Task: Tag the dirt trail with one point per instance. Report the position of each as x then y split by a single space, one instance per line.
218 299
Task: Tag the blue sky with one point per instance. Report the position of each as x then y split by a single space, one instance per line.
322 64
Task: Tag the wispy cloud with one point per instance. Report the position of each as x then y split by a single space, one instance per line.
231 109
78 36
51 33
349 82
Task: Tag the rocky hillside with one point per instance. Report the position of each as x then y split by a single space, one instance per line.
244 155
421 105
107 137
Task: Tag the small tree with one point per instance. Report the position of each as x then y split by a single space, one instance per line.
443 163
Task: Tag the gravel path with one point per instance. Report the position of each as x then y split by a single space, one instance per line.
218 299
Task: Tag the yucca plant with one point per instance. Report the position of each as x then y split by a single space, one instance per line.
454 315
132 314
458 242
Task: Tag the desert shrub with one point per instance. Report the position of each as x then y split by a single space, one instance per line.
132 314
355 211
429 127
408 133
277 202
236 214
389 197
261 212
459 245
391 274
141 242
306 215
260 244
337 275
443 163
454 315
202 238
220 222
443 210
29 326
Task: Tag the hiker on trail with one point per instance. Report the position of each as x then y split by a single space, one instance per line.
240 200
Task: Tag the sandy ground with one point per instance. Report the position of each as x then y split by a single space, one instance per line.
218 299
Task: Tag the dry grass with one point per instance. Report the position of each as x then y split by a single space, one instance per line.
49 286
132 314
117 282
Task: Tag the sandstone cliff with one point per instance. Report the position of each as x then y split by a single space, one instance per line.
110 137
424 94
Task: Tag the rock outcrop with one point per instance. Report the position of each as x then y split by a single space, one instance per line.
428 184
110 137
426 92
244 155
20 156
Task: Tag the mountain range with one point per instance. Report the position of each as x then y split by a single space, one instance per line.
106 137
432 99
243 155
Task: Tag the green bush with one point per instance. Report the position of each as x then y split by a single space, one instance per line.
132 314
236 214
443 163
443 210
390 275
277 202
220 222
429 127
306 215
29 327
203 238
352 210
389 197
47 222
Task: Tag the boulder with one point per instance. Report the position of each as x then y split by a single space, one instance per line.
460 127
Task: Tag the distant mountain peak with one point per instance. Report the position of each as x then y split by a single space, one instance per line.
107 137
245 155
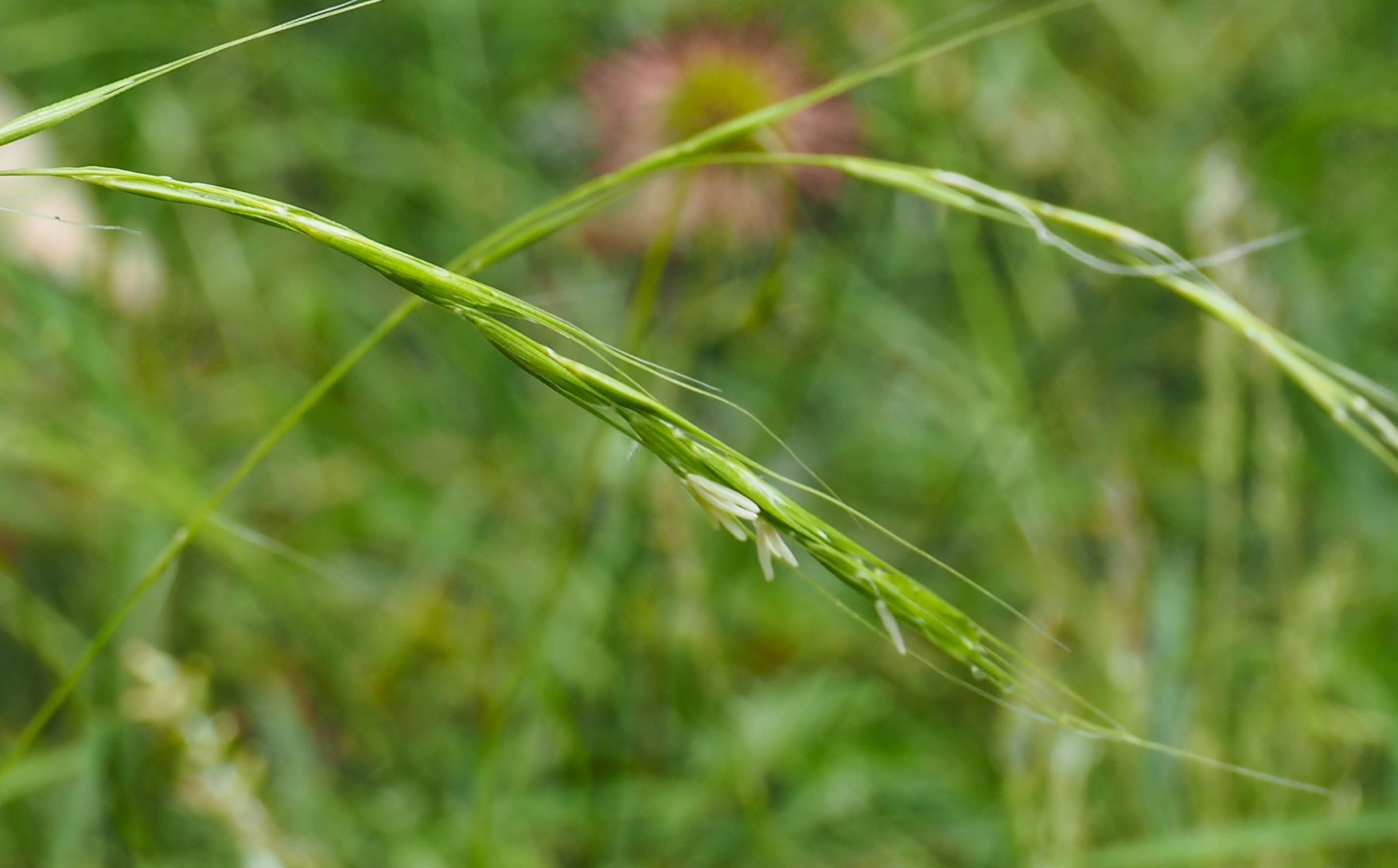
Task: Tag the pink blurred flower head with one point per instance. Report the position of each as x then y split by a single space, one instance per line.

______________________________

Instructions to follow » Although the records above contain pictures, output every line exactly and leave the pictures out.

Written response »
Task: Tag the dirt trail with one point per instance. Report the position of each as x then y split by a single space, one instance per line.
218 299
Task: Tag the blue sky with one point per instance. Report the position of each as x then y split by a single space, one instance per line.
322 64
Task: Tag the wispy cloud with one point per instance. Report the position of each as x then y split by a single space, one instance per line.
231 109
78 36
51 33
349 82
Task: Tag the rocky hillside with one point per instance. Report the position of each as x then y split by a single space, one instance per line.
244 155
421 105
107 137
Task: Tag the small tree with one point per instance. Report the position of each as x then y split by a single space, one instance per line.
443 163
Task: Tag the gravel path with one point per instance. Report the position of each as x then y split by a single space, one instance per line.
218 299
Task: Tag the yucca plant with one point per instance. Report the position of each as x then y split by a single space, one instance per line.
454 315
132 314
458 242
Task: Tag the desert shrub with one point per instance. Report the position of each as x then y split by a single space, one instance per line.
132 314
355 211
429 127
408 133
277 202
236 214
389 197
261 212
459 245
391 274
141 242
306 215
260 244
337 275
443 163
454 315
202 238
220 222
443 210
29 326
Task: Tag the hiker on trail with one point per instance. Report the position of each as x then y split by a single space, one instance per line.
240 200
Task: Tag the sandy ground with one point per instance. Report the position of each as x then y split by a single space, one instance per line.
218 299
Task: Tag the dry grass with one point per instance. Report the position of each as x then y split by a single space, one instance per line.
49 286
132 314
117 282
Task: Tag the sandstone cliff with one point per instance. Report the position of each as x then y split by a single space, one instance per line.
110 137
424 94
Task: Tag the rock outcrop with one point per instance. Report the position of each as x then y split by a single space, one instance per line.
428 184
110 137
426 92
244 155
20 156
Task: Tag the mountain range with one point per instance. Report the position of each as x then y split by a single space, one instance per line.
106 137
432 99
243 155
Task: Tag the green bush with one point per instance. Report the position of each as x then y split by a single space, one instance per line.
132 314
236 214
443 163
443 210
390 275
277 202
220 222
429 127
306 215
29 327
203 238
352 210
389 197
47 222
Task: Tag the boulder with one point per instance. Report the position of each as x then y split by a single space, one instance per line.
460 127
Task: Tag the distant mountain peak with one point per instance. Report the position of each as x then y split by a single space, one instance per line.
107 137
245 155
Task: Tag the pink blurred flower head with one point per instance. Report the position of each as x then y split by a single space, one instance per line.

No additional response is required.